*** Data records
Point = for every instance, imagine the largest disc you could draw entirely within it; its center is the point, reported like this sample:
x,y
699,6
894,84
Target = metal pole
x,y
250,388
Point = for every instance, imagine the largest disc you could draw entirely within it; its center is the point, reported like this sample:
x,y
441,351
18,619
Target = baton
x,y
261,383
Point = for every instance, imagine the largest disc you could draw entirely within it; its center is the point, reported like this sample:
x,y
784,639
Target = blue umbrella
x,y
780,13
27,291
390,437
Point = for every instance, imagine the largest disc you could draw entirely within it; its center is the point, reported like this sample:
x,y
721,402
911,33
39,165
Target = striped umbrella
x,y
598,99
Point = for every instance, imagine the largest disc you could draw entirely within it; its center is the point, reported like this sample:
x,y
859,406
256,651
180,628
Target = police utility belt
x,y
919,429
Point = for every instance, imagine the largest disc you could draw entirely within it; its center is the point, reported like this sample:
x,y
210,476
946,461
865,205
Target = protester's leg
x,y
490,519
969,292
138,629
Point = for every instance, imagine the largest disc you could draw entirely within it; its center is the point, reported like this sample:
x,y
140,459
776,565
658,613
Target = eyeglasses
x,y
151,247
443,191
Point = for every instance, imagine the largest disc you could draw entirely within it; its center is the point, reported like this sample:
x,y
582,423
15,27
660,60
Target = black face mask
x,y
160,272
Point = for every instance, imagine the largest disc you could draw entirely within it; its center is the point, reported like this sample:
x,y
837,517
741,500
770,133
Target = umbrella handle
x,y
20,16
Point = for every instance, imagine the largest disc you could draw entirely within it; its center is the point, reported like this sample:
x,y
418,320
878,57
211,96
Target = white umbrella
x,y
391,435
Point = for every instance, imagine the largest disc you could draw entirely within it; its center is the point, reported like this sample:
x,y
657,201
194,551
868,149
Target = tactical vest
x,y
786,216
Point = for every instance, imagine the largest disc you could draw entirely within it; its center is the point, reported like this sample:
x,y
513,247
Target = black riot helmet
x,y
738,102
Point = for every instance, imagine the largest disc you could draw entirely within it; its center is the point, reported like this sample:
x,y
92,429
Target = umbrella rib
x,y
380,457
******
▸ Set exercise
Reproduce each record exactly as it appears.

▸ Finished task
Point = for every instance, imagine the largest disc you could draw entirely within it; its center is the point, reported like this sample:
x,y
699,6
894,84
Target = metal pole
x,y
250,388
Point = for every instance, imagine the largest disc you could draw entirely within it; its center is the point, reported like this sample:
x,y
441,351
18,619
Target = baton
x,y
261,383
Point = for every instance, imagine the largest disc you could draw entirely within it; its center is the point, reported like this sample:
x,y
784,639
Target = blue umbrella
x,y
780,13
27,291
390,437
Point = for every instance, imagine the largest disc you could draw entirely within it; its center is the point, reported like this sample:
x,y
721,402
911,33
39,165
Target = striped umbrella
x,y
598,99
Point = for every instance, imagine the largest disc you could draw entirely within it; its center is the point, reported like this sample:
x,y
859,406
256,651
180,628
Target = police utility belt
x,y
919,429
Point = for every instance, imagine the largest disc you could draw entirely within it; its center is the point, reported like this sample:
x,y
210,476
946,461
865,205
Target = protester's leg
x,y
490,519
969,292
138,629
Point = for every instance, imagine the largest disc you could draw entirely within it; its center is the point, reported like this sample:
x,y
140,459
776,565
658,613
Target = eyeglasses
x,y
151,247
443,191
Point = for every instance, imagine the largest disc you could draw entirely within it; its center is the point, reported like this sample:
x,y
582,423
15,27
660,60
Target = black face mask
x,y
160,272
Point = for every instance, imagine the largest disc you could draw entirely within it; its center is the point, reported like this sample:
x,y
837,517
741,500
770,133
Target = umbrella handle
x,y
20,16
Point = for every instance, imagine the largest disc you could draw entirely within it; its center is the point, reported like this sample:
x,y
418,320
878,57
211,96
Target = white umbrella
x,y
391,435
Point = for every instance, imagine the largest disc you could draw entirely within it; its center is the point, reported like this sample:
x,y
657,201
194,551
868,149
Target = tactical vest
x,y
786,216
Point = for every instance, imagine the largest disc you could draw entirely within it; its center is the point, reported like this sample:
x,y
513,247
Target = black riot helmet
x,y
738,102
Point = for every instance, imagine the largest disc you could draw entirely within it; its center is the point, reported like this sample:
x,y
92,429
Target = umbrella rib
x,y
380,457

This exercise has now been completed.